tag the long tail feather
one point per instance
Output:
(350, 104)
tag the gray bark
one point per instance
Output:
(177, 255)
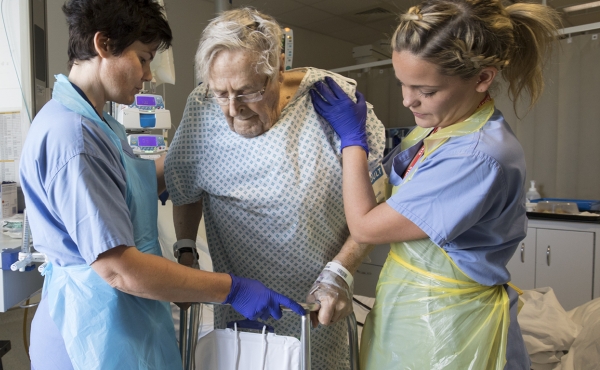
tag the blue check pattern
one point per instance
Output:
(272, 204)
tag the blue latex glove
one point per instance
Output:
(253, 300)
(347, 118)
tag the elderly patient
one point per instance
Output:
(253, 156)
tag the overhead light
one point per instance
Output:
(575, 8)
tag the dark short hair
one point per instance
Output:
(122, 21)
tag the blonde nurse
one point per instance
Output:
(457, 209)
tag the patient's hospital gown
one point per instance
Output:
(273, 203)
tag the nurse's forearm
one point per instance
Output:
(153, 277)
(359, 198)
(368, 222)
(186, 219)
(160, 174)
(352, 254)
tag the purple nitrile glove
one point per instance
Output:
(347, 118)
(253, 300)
# # # #
Each line holding the word "patient" must be pulled from the records.

_Solution_
tag the elderly patient
tag the patient's hospital gown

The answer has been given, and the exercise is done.